→ Problem description
Rewrite the material as a numbered list, omitting any blank lines: begin at the line that contains "Expected behaviour: place one point on the black hose" and continue through the end of the material.

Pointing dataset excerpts
──────────

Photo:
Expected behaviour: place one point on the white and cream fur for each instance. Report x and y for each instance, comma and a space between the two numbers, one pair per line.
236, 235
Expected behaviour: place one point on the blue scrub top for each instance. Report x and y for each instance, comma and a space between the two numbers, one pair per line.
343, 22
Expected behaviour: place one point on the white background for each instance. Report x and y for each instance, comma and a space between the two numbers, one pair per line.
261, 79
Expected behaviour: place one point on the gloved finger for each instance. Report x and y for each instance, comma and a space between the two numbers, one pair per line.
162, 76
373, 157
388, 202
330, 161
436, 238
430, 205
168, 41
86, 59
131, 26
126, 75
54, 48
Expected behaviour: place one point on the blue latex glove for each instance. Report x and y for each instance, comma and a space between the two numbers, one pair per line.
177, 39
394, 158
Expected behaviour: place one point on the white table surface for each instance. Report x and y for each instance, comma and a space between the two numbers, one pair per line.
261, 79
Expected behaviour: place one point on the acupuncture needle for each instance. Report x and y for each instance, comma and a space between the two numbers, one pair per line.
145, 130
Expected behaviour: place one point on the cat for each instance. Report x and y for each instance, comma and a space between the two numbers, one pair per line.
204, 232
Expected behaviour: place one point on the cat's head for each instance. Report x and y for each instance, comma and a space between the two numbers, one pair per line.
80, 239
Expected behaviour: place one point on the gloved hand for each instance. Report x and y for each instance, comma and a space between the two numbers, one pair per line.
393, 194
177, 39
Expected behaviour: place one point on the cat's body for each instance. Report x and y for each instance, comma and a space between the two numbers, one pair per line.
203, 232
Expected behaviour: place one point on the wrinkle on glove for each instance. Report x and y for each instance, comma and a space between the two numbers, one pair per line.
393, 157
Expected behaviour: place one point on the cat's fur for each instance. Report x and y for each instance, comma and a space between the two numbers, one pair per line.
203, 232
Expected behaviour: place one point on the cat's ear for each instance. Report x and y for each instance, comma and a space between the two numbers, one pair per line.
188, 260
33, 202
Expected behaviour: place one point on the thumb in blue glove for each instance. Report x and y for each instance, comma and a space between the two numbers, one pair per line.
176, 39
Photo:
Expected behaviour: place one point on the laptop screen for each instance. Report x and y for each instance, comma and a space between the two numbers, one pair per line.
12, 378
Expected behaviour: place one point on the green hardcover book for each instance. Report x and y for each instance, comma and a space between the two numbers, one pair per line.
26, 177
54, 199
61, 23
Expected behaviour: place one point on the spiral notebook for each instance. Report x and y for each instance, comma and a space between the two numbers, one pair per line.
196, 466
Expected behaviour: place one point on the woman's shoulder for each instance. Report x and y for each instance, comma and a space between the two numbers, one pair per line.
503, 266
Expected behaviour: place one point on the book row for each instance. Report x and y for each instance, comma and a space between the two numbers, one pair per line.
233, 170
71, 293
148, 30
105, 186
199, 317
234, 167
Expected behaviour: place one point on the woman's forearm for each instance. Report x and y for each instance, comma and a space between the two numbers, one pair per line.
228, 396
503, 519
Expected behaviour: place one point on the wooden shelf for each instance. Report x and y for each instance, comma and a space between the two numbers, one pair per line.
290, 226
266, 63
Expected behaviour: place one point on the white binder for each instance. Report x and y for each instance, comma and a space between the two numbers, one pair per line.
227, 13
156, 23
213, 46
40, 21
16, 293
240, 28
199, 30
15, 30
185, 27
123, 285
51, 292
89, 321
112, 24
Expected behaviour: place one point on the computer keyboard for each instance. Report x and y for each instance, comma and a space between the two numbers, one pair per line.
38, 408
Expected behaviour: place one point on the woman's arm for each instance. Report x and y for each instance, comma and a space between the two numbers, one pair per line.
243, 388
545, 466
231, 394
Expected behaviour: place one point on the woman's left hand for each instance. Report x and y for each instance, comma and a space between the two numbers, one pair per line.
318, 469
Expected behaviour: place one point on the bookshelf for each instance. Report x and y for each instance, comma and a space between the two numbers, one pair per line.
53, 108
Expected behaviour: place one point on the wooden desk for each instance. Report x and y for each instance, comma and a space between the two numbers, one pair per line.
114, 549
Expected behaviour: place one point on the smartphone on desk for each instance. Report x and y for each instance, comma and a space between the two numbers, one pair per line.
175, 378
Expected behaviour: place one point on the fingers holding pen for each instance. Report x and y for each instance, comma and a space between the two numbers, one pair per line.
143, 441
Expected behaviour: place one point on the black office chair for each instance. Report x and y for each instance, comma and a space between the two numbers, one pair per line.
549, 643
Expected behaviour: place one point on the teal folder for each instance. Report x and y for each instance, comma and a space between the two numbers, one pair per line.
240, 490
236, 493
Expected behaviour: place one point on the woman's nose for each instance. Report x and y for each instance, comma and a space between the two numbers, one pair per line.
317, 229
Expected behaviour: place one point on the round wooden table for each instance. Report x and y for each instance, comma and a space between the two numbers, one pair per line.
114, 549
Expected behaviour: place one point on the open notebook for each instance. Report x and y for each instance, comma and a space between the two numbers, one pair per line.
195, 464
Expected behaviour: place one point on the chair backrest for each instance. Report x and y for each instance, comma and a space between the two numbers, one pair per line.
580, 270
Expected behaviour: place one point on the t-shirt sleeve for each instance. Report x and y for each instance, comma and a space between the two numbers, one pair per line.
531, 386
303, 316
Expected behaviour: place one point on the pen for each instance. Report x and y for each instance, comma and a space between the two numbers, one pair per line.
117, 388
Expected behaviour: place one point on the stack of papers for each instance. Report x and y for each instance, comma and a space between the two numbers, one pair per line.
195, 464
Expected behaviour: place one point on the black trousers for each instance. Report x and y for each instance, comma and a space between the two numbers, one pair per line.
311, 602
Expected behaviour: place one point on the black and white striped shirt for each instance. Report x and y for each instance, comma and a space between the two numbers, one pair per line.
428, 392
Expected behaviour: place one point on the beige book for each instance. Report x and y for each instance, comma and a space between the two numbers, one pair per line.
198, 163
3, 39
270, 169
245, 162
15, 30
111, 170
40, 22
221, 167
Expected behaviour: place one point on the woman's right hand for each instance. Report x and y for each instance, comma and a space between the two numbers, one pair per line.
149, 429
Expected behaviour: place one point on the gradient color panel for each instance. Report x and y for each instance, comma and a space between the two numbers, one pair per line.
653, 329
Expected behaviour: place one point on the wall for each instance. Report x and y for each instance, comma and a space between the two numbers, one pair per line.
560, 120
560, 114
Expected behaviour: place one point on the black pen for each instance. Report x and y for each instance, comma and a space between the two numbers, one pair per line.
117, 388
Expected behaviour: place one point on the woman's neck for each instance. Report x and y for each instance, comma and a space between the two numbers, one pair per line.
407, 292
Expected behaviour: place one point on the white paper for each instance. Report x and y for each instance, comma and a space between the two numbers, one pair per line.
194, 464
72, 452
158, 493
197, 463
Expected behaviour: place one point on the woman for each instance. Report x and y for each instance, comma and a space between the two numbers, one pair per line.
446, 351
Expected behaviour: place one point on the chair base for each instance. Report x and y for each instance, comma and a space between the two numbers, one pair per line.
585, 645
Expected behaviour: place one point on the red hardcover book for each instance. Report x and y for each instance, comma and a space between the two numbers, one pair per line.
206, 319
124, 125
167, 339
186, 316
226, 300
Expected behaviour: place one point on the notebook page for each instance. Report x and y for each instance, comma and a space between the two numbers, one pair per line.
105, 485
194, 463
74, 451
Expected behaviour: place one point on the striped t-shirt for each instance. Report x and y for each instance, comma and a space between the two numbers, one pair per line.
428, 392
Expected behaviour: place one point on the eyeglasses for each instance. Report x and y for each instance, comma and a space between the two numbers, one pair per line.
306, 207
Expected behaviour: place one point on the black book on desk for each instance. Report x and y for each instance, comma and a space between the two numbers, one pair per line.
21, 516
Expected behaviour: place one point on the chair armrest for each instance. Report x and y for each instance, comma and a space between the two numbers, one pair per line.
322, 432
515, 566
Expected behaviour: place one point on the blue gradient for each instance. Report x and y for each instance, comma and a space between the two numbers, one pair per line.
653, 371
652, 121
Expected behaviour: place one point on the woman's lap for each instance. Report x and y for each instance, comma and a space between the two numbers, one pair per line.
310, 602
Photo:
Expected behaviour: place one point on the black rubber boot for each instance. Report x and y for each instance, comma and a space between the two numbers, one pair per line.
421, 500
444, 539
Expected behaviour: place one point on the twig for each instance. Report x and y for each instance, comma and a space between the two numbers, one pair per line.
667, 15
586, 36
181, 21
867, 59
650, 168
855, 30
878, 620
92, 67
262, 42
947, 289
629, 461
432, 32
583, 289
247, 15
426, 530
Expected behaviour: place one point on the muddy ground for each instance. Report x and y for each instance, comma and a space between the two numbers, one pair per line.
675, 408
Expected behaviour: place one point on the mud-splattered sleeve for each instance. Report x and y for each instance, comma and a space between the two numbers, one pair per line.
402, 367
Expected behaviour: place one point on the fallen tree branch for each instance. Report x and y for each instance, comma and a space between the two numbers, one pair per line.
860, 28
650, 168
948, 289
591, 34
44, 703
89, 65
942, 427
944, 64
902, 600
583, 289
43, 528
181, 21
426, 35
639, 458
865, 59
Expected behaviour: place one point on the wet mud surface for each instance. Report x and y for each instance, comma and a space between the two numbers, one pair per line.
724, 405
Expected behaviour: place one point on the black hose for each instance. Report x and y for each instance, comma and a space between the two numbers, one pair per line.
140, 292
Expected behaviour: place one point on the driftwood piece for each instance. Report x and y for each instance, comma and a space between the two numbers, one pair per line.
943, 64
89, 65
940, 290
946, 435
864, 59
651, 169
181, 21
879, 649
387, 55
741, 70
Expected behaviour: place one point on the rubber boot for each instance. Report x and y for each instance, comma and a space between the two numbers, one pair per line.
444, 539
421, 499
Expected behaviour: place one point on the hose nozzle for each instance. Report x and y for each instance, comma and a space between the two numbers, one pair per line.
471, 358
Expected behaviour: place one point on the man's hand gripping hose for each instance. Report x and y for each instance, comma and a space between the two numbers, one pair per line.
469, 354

──────────

→ Output below
1. Expected behaviour: place one point on the black hose for each instance. Report x and y for each instance, comma and a space between the two numbers, one pair per line.
2. 140, 292
3. Expected behaviour: place one point on the driftwood piece for each instance. Report x and y for each instance, comma and a space between the two numbers, one pair per line.
4. 943, 64
5. 89, 65
6. 940, 290
7. 946, 435
8. 864, 59
9. 651, 169
10. 181, 21
11. 879, 649
12. 387, 55
13. 741, 70
14. Expected behaviour: place one point on the rubber boot for each instance. Report x and y for each instance, comma and a space between the two numbers, one pair per line.
15. 444, 539
16. 421, 499
17. Expected behaviour: place one point on the hose nozzle for each instance. Report x and y for each instance, comma and a space between the two numbers, one pair per line.
18. 471, 358
19. Expected behaviour: place one point on the man's hand gripping hose for each instance. Report x and y for each instance, comma and a space between the two numbers, one pair per line.
20. 469, 354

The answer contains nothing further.